» **Information supplied**

>> START

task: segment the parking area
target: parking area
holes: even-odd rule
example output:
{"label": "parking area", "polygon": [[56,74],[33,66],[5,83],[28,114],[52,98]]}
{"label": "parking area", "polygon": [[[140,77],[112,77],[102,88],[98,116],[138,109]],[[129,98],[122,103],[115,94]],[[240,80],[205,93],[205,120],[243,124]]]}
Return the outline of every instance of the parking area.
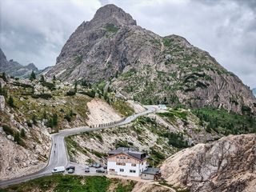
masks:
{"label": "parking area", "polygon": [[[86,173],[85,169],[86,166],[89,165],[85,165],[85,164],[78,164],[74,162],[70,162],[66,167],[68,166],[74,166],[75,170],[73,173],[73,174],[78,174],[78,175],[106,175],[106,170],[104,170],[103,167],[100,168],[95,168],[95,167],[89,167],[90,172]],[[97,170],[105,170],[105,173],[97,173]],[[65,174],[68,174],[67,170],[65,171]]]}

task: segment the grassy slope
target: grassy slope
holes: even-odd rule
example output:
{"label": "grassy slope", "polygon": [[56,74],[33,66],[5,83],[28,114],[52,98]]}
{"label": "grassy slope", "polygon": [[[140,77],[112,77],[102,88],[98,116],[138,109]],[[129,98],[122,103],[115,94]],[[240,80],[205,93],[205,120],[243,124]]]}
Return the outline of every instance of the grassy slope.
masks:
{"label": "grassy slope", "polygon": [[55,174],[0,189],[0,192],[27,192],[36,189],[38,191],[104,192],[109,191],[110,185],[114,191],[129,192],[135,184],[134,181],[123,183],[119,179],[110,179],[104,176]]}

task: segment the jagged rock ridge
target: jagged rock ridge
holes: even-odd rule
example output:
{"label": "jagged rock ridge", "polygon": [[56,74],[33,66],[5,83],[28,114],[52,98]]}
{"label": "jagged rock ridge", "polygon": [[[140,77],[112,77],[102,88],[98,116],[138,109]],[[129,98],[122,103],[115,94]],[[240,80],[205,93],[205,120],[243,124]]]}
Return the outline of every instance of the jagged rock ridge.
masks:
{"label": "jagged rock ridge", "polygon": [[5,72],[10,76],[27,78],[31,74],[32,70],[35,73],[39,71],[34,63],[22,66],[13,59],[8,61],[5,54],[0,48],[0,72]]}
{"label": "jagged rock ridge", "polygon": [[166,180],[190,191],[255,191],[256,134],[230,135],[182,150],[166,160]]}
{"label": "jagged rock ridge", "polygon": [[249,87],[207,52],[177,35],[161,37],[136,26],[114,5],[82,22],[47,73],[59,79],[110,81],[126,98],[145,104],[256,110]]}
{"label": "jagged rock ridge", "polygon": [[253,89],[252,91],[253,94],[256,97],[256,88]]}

>> END

» **Required work**
Can you print everything from the line containing "task: segment the jagged rock ridge" down to the end of the data, with both ends included and nothing changed?

» **Exercise response**
task: segment the jagged rock ridge
target: jagged rock ridge
holes: even-odd rule
example output:
{"label": "jagged rock ridge", "polygon": [[56,74],[33,66],[5,83],[28,114],[52,98]]}
{"label": "jagged rock ridge", "polygon": [[[140,77],[112,77],[102,88],[98,116],[138,109]],[[129,98],[122,103],[115,94]],[[240,80],[205,93],[205,120],[243,124]]]}
Return the outline of every instance of the jagged rock ridge.
masks:
{"label": "jagged rock ridge", "polygon": [[5,72],[10,76],[27,78],[31,74],[32,70],[35,73],[39,71],[34,63],[22,66],[13,59],[8,61],[5,54],[0,48],[0,72]]}
{"label": "jagged rock ridge", "polygon": [[166,180],[190,191],[255,191],[256,134],[230,135],[182,150],[166,160]]}
{"label": "jagged rock ridge", "polygon": [[249,87],[207,52],[177,35],[161,37],[136,26],[114,5],[82,22],[47,73],[59,79],[110,81],[126,98],[145,104],[256,110]]}
{"label": "jagged rock ridge", "polygon": [[253,89],[252,91],[253,94],[256,97],[256,88]]}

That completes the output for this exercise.